THE TASK:
Reproduce the data word for word, beginning at the line that contains "Find the parked" and ending after the line that contains "POLYGON ((96 66, 101". Leave the pictures out of your answer.

DATA SUPPLIED:
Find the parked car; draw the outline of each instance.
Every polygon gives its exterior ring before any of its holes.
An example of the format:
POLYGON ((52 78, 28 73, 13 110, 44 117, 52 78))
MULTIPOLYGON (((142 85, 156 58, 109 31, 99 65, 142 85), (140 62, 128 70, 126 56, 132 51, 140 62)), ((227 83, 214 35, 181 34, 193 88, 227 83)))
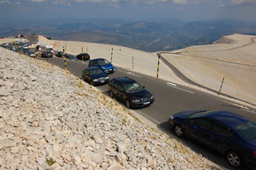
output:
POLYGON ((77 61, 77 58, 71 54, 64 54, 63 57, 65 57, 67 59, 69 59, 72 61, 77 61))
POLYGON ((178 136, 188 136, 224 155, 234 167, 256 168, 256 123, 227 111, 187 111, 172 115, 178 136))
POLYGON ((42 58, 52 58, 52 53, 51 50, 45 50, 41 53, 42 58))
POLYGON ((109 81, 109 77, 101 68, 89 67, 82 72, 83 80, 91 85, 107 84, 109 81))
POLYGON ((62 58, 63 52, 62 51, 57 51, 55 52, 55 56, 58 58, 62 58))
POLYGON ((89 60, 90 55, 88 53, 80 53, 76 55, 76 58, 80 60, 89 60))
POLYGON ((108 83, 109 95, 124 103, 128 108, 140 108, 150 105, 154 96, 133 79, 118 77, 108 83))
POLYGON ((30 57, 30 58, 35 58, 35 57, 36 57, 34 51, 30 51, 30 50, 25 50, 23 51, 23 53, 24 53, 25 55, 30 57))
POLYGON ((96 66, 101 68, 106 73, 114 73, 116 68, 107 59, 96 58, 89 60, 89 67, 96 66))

...

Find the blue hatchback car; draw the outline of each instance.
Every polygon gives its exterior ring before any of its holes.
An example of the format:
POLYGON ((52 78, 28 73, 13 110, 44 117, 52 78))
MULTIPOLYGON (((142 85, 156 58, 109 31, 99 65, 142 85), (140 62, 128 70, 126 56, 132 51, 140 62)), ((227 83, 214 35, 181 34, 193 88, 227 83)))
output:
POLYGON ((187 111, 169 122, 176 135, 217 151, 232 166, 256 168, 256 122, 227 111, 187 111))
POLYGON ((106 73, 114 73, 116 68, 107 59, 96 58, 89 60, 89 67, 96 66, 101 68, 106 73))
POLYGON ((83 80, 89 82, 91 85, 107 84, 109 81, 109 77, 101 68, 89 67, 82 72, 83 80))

FINAL RESULT:
Find the parked car; draw the outline of each instance.
Every polygon gives its exterior ring before any of its holes.
An example of the format:
POLYGON ((52 78, 28 73, 13 110, 44 117, 52 78))
MULTIPOLYGON (((142 85, 156 58, 109 31, 99 65, 142 85), (140 62, 128 70, 126 56, 132 51, 140 62)), ((227 83, 214 35, 181 34, 193 88, 227 83)))
output:
POLYGON ((77 61, 77 58, 71 54, 64 54, 63 57, 65 57, 67 59, 69 59, 72 61, 77 61))
POLYGON ((178 136, 188 136, 224 155, 234 167, 256 168, 256 123, 227 111, 187 111, 172 115, 178 136))
POLYGON ((42 58, 52 58, 52 53, 51 50, 45 50, 41 53, 42 58))
POLYGON ((109 81, 109 77, 101 68, 89 67, 82 72, 83 80, 91 85, 107 84, 109 81))
POLYGON ((62 58, 63 52, 62 51, 57 51, 55 52, 55 56, 58 58, 62 58))
POLYGON ((89 60, 90 55, 88 53, 80 53, 76 55, 76 58, 80 60, 89 60))
POLYGON ((108 83, 109 95, 124 103, 128 108, 140 108, 150 105, 154 96, 133 79, 118 77, 108 83))
POLYGON ((30 57, 30 58, 35 58, 35 57, 36 57, 34 51, 30 51, 30 50, 25 50, 23 51, 23 53, 24 53, 25 55, 30 57))
POLYGON ((96 66, 101 68, 106 73, 114 73, 116 68, 107 59, 96 58, 89 60, 89 67, 96 66))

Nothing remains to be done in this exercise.